Go through the material and copy every line in which "below" appears.
##### DATA SHOWN #####
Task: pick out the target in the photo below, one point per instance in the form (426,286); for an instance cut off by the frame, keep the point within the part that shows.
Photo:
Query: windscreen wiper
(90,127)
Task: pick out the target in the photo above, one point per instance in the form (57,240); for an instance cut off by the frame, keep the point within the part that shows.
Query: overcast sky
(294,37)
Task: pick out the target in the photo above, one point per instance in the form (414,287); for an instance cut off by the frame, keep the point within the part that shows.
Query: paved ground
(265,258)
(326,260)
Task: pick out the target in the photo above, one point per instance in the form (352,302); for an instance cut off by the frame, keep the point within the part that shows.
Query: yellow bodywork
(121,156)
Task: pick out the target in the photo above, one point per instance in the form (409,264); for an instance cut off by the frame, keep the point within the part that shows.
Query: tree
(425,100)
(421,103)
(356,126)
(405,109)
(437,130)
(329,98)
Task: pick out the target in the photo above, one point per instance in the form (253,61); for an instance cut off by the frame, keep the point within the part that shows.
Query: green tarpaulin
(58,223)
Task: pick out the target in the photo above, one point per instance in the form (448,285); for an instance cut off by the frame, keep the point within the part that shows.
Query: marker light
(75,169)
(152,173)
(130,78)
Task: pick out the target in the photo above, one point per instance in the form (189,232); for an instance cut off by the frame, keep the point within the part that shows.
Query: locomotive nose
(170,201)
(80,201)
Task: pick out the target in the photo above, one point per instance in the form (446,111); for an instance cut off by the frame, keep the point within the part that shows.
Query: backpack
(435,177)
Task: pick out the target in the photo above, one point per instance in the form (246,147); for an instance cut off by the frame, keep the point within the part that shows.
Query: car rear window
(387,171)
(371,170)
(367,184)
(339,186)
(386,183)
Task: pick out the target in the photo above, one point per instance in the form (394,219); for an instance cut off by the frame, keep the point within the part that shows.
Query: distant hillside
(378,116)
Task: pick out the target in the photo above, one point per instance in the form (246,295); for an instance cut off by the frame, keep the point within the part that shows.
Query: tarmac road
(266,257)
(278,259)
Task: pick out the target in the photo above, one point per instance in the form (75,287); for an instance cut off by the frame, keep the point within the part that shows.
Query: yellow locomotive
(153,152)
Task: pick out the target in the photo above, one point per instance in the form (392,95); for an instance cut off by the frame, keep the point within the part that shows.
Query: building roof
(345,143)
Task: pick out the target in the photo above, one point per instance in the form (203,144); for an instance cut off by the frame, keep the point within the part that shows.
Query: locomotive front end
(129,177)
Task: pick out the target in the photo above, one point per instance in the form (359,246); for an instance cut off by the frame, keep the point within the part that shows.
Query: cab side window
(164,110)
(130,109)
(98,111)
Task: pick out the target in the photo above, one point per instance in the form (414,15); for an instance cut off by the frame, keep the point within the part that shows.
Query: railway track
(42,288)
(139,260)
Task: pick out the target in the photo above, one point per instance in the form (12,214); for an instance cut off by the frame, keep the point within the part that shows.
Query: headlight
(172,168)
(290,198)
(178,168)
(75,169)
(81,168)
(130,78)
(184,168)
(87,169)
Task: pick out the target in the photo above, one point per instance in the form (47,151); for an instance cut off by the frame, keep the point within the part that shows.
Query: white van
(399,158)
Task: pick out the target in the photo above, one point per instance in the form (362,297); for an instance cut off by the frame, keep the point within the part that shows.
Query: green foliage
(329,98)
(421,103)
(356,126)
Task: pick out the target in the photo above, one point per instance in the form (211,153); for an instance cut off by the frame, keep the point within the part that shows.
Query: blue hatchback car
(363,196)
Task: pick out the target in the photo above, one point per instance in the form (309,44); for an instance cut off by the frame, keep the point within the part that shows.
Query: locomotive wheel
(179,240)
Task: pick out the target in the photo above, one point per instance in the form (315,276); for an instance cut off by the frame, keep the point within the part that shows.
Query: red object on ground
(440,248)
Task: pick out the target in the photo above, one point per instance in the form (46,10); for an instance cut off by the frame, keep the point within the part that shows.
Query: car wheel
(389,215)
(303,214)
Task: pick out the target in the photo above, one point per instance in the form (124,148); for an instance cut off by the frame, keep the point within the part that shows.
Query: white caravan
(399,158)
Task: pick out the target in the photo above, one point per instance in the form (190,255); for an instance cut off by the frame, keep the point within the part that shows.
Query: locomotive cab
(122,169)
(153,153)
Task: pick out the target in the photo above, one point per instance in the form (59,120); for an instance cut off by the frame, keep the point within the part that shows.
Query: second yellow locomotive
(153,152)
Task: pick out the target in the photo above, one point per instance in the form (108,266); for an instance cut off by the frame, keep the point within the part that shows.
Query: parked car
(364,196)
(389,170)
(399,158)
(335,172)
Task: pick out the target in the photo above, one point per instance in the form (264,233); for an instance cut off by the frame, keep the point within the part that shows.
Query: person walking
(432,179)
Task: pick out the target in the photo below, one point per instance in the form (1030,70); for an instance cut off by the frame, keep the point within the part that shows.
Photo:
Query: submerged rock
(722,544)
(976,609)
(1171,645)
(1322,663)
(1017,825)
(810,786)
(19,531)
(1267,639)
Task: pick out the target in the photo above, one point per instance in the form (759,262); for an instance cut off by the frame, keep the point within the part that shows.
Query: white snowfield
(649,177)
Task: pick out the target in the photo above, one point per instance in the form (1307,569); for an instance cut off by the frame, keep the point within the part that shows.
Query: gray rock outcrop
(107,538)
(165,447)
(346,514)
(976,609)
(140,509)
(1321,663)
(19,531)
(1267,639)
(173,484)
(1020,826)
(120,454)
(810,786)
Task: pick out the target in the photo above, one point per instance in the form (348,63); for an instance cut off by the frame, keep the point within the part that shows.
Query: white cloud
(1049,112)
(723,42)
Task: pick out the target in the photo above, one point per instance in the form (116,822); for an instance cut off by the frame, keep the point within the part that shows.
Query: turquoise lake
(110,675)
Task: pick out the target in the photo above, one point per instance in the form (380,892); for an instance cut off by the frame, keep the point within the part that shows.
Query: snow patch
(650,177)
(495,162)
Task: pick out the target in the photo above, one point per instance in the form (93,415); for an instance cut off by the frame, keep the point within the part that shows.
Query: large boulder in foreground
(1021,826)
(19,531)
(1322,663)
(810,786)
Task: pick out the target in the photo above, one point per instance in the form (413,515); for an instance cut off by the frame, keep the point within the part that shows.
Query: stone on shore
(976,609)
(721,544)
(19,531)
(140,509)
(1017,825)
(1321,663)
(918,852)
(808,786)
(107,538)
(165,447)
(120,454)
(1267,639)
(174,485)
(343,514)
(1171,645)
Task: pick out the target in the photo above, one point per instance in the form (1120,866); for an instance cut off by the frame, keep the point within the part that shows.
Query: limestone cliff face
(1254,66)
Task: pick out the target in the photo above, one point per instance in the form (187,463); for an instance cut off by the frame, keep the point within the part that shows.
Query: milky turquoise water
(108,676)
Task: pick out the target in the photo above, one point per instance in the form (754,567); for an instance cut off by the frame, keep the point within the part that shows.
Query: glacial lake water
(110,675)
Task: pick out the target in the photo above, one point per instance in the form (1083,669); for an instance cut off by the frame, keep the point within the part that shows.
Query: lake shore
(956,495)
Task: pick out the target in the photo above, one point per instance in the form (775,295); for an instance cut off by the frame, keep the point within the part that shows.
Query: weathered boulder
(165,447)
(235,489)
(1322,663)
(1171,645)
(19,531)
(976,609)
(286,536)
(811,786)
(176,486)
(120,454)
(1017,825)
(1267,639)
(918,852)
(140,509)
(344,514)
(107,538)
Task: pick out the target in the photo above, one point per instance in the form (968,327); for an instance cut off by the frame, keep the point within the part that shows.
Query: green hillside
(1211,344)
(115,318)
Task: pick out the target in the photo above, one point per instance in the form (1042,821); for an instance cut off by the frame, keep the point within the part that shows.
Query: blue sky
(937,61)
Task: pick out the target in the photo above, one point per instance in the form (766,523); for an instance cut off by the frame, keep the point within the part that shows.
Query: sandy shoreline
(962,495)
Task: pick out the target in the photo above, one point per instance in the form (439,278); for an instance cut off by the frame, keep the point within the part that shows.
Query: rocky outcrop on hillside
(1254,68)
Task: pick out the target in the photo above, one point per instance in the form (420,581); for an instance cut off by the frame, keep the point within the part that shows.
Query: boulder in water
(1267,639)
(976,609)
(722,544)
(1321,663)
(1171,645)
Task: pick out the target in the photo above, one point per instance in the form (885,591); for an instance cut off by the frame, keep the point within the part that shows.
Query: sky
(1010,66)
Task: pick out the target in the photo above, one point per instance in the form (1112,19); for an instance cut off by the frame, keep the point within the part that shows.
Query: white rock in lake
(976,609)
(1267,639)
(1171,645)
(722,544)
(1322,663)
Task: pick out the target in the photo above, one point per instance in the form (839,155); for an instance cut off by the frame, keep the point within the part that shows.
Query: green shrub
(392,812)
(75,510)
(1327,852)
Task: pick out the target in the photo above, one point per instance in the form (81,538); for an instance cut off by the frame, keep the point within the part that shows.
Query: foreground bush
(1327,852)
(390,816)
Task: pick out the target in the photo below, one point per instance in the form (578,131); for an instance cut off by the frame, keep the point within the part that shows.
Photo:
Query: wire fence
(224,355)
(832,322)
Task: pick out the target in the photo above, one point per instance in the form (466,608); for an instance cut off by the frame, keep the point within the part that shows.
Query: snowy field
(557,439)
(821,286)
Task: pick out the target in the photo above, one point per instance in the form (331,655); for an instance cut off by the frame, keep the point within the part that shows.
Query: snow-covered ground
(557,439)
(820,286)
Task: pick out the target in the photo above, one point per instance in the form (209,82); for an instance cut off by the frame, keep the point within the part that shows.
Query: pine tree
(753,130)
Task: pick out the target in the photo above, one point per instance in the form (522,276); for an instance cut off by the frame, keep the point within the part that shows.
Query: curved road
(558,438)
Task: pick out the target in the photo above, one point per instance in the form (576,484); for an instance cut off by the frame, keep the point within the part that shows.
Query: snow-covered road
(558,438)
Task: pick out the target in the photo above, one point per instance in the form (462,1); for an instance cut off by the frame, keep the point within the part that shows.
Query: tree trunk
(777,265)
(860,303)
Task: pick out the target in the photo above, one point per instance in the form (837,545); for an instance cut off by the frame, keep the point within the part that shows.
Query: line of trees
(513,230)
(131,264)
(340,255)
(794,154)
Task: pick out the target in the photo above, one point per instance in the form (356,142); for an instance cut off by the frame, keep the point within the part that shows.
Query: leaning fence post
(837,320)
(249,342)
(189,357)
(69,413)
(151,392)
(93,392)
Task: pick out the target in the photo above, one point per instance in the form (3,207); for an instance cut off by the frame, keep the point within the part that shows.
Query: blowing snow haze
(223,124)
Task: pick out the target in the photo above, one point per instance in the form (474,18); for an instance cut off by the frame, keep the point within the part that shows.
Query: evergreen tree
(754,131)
#####
= ANSWER SECTION =
Task: pick out the target in the photo below, one point per instance in the form (426,286); for an instance cut off by the frame, keep the point within the part that shows.
Task: pick out the target in the photo below, one point per instance in the form (1030,70); for an instance cut off by the frame, keep the point within the part that shows.
Task: pick out the target in the photo below, one point per instance in the form (578,131); for an instance cut off by the frame, keep the point within the part that shows.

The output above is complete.